-------- TEXTE CHOISI
Valley of love

valleyValley of love relève un peu de l’exercice de style. 35 ans après Loulou de Maurice Pialat, Guillaume Nicloux décide de réunir à l’écran le couple mythique composé par Isabelle Huppert et Gérard Depardieu. Comme l’exercice de style peut tenir sur un concept, il s’agit ici de leur donner rendez-vous au cœur de la fameuse Vallée de la Mort, dans le désert californien. Un rendez-vous fixé par leur fils, mort. L’occasion de convoquer les fantômes du passé et de voir comment ces deux monstres sacrés du cinéma français vont s’approprier le projet. Le décor, riche en symboles, rappelle immanquablement le chef d’œuvre d’Antonioni, Zabriskie Point, mais on se souvient de l’entreprise ratée d’autres réalisateurs ambitieux venus se frotter aux forces telluriques de ces pierres chauffées à blanc par un soleil de l’enfer, comme Bruno Dumont et son 29 Palms.
----------------
CONSIGNE ÉCRITE: Poursuivez la critique du film Valley of love en reprenant juste après sa dernière phrase.
-------- LIGNES FOURNIES
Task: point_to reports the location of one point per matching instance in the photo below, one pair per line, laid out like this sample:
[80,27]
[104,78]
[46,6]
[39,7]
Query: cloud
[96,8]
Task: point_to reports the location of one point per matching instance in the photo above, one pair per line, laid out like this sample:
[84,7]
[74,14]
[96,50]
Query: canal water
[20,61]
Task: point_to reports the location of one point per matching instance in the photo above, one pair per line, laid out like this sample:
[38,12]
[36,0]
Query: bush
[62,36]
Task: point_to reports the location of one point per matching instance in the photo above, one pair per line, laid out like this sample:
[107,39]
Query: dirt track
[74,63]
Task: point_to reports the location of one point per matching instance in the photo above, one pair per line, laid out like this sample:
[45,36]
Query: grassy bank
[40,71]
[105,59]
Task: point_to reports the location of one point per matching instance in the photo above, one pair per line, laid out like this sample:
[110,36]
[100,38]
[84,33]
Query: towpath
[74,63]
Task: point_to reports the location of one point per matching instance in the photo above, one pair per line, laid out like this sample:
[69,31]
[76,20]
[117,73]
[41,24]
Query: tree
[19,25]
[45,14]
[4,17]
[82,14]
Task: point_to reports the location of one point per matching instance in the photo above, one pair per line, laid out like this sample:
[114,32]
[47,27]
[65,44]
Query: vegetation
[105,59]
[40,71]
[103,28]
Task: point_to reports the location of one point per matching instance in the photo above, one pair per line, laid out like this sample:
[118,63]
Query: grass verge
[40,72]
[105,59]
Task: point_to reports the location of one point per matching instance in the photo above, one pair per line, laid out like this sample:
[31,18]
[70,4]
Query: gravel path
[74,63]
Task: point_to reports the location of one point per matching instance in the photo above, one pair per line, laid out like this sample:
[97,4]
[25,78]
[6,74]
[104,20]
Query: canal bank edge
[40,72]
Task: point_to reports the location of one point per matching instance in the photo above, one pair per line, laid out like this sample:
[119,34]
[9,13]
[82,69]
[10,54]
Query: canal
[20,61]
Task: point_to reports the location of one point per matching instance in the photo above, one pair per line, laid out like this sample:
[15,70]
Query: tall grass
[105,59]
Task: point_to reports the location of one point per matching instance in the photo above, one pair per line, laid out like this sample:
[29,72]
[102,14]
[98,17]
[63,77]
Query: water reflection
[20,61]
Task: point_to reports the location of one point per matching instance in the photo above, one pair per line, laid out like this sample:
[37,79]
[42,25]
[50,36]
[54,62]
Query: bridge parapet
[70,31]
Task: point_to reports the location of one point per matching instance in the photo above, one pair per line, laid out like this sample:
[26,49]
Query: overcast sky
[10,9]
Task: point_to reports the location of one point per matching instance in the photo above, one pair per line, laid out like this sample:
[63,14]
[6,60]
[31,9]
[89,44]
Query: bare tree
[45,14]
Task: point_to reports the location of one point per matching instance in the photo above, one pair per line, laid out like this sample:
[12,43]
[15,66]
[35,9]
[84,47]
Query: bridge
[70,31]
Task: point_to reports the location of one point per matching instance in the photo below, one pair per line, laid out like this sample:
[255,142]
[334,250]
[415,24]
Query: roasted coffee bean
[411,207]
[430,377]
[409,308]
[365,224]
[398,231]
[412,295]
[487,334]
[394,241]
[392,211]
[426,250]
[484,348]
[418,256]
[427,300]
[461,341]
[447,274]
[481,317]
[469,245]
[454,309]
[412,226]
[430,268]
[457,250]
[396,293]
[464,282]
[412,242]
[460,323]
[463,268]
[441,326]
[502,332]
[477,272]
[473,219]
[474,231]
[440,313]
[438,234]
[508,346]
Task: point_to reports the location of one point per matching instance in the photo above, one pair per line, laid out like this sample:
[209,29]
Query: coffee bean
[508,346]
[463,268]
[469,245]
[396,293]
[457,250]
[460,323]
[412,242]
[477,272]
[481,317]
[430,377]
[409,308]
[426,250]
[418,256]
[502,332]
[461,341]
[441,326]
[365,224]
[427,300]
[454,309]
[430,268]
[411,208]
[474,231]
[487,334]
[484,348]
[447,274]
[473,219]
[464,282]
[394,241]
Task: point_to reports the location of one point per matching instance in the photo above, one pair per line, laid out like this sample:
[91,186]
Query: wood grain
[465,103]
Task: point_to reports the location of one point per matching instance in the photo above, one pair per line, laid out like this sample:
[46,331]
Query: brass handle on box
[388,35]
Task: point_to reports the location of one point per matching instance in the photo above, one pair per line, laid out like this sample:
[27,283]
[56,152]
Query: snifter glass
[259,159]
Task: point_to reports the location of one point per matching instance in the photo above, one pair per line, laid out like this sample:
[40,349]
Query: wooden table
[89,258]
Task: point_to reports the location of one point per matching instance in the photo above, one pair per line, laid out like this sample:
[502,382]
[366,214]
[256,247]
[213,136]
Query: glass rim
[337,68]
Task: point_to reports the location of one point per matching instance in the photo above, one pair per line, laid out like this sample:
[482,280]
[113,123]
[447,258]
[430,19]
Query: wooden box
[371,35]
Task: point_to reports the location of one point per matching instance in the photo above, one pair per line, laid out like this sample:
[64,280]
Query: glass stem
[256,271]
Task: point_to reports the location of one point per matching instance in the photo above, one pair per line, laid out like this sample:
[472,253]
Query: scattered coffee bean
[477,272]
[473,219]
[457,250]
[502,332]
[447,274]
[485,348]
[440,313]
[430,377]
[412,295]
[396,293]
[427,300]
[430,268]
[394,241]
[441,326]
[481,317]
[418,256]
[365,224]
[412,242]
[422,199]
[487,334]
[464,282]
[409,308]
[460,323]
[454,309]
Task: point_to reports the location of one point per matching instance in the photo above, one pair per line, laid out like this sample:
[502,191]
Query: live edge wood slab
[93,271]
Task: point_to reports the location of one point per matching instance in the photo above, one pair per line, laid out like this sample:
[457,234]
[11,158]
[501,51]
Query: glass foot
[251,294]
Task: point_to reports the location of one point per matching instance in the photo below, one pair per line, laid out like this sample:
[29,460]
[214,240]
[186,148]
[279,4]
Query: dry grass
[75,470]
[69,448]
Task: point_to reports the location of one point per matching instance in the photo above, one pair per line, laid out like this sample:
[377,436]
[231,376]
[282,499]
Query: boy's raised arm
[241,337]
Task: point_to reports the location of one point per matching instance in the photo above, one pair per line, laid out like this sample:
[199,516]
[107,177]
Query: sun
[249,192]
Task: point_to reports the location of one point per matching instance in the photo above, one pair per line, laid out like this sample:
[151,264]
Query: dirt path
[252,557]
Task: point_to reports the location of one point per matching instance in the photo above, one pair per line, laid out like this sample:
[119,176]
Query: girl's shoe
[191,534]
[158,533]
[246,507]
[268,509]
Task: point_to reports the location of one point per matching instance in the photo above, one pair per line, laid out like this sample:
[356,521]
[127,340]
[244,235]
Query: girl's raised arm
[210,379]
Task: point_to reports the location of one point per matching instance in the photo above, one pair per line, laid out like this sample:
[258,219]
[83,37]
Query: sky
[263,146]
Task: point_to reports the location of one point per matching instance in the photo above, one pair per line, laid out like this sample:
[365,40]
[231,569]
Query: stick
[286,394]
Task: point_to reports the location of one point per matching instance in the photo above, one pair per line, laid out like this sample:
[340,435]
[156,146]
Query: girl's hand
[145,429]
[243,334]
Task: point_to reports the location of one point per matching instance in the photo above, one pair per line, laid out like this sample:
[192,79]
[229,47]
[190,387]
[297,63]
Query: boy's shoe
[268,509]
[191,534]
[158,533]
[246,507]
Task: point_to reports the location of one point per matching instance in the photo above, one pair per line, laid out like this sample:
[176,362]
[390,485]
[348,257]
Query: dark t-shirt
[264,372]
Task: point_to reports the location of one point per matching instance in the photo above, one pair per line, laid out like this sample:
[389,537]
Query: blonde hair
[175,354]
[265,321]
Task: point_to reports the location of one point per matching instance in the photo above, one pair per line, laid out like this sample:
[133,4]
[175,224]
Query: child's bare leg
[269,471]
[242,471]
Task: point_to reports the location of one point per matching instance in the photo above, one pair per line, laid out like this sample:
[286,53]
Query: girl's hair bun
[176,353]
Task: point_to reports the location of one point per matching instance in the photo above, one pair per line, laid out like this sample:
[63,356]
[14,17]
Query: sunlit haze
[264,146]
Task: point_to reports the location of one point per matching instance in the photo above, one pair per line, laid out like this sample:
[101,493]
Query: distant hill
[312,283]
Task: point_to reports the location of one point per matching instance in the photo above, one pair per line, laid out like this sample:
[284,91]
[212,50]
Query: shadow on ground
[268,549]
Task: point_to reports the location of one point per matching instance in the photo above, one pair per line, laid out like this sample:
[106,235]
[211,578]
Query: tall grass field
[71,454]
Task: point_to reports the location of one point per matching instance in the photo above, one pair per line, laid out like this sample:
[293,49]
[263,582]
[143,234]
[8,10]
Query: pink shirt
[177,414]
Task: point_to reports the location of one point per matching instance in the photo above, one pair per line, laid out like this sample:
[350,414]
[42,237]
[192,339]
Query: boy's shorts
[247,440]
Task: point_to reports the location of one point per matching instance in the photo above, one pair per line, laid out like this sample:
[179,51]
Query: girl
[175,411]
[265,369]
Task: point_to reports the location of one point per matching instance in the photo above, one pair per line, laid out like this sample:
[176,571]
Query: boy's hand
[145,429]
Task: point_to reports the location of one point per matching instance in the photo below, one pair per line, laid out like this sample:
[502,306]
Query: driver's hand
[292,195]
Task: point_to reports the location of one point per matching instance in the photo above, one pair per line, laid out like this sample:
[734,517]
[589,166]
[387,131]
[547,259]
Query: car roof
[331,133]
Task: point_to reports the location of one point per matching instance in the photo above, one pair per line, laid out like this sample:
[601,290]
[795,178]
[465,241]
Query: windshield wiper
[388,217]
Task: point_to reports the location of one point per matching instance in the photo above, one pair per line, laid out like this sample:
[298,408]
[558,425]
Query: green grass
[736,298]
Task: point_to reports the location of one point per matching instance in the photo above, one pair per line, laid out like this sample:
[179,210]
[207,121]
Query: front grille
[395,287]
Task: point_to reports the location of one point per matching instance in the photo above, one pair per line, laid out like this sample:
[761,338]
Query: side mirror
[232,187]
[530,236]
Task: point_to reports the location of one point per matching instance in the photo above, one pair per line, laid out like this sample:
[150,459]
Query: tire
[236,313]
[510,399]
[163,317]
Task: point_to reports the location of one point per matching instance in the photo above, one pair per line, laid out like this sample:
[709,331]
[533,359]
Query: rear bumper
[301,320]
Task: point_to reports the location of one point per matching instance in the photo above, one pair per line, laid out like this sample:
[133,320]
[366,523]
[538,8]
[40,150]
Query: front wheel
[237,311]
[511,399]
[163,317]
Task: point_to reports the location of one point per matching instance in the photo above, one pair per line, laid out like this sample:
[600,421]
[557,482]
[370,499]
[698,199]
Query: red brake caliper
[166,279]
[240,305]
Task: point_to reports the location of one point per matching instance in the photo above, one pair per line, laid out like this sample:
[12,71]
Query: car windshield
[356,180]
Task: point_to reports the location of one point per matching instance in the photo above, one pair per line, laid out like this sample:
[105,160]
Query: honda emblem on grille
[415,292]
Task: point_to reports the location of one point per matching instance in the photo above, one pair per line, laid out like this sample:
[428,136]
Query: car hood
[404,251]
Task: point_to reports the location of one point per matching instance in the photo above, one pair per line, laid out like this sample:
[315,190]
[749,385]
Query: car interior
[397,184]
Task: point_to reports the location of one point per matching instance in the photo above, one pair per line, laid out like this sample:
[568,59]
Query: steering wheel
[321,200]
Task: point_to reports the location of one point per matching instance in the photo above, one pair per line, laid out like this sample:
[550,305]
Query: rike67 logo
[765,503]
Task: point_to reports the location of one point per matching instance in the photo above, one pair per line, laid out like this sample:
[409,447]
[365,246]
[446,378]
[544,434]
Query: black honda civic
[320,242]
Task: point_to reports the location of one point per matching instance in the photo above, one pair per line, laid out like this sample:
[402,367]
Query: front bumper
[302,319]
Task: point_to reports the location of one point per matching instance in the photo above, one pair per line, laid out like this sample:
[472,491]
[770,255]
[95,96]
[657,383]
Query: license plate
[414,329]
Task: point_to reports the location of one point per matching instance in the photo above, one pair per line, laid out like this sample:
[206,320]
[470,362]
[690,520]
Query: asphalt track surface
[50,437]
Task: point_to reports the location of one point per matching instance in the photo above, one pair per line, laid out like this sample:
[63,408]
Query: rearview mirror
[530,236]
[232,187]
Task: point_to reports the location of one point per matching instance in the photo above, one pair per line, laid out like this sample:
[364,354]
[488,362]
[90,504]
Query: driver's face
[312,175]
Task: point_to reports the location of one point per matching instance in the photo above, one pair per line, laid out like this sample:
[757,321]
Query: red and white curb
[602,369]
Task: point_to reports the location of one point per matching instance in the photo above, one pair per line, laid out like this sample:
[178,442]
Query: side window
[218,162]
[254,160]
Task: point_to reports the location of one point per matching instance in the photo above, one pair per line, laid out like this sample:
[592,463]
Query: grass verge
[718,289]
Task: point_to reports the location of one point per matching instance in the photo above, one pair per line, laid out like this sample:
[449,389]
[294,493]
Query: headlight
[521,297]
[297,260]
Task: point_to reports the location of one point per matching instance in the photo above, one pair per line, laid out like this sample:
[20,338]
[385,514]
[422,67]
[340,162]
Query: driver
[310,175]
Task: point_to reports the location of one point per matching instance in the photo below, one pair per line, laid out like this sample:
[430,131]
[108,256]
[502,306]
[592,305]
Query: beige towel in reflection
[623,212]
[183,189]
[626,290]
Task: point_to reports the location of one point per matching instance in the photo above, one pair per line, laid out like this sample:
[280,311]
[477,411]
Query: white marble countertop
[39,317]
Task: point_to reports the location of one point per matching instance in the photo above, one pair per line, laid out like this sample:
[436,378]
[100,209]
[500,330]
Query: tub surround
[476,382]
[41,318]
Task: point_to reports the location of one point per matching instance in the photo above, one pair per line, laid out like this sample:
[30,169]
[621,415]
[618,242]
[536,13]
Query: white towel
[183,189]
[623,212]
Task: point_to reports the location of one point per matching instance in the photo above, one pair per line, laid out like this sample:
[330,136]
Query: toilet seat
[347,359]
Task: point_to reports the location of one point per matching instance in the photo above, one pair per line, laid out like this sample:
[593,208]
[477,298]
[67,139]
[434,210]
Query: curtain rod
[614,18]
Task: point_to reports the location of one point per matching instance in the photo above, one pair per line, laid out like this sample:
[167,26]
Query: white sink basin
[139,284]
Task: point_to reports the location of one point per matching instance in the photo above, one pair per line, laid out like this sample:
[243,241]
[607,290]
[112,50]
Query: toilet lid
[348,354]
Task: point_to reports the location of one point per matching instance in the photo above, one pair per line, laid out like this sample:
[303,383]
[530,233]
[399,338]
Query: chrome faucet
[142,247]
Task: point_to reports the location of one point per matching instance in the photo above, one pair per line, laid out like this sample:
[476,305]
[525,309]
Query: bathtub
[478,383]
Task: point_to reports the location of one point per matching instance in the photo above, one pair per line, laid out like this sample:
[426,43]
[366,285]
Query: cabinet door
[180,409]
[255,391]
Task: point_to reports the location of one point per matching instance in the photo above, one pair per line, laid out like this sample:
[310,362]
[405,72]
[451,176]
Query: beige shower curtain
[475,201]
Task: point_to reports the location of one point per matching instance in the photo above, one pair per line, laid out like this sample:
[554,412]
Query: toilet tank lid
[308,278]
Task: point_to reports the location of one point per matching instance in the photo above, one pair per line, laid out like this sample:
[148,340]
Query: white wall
----------------
RÉPONSE RÉDIGÉE:
A partir de ce rendez-vous intrigant fixé par un mort, Valley of love questionne l’amour, le deuil et les illusions, le long d’un parcours cathartique dont on devine l’issue. L’enjeu ne réside pas dans le fait de savoir si au bout du jeu de piste imaginé par le fantôme du fils, les parents retrouveront l’être disparu, mais plutôt s’ils se retrouveront eux-mêmes. Taillé sur mesure pour deux icônes du cinéma, le film laisse le champ libre à son duo d’acteurs, qui s’en donnent à cœur joie, portant le film sur leurs épaules, occupant l’espace, déployant leur complicité mélancolique dans des dialogues introspectifs auxquels ils prêtent leur immense talent. Si on met de côté l’enjeu scénaristique quelque peu niais, le film vaut bien entendu pour la performance du couple, quasiment dans son propre rôle, naturel au possible, touchant, crédible. Quasi documentaire dans le côté anecdotique de certaines répliques, aussi banales qu’authentiques, le film montre un Depardieu fatigué et sensible, loin des frasques dont se repaissent les médias. Face à lui, la fragilité d’Huppert trouve un équilibre dans la libération de son corps perdu dans l’espace vide du désert.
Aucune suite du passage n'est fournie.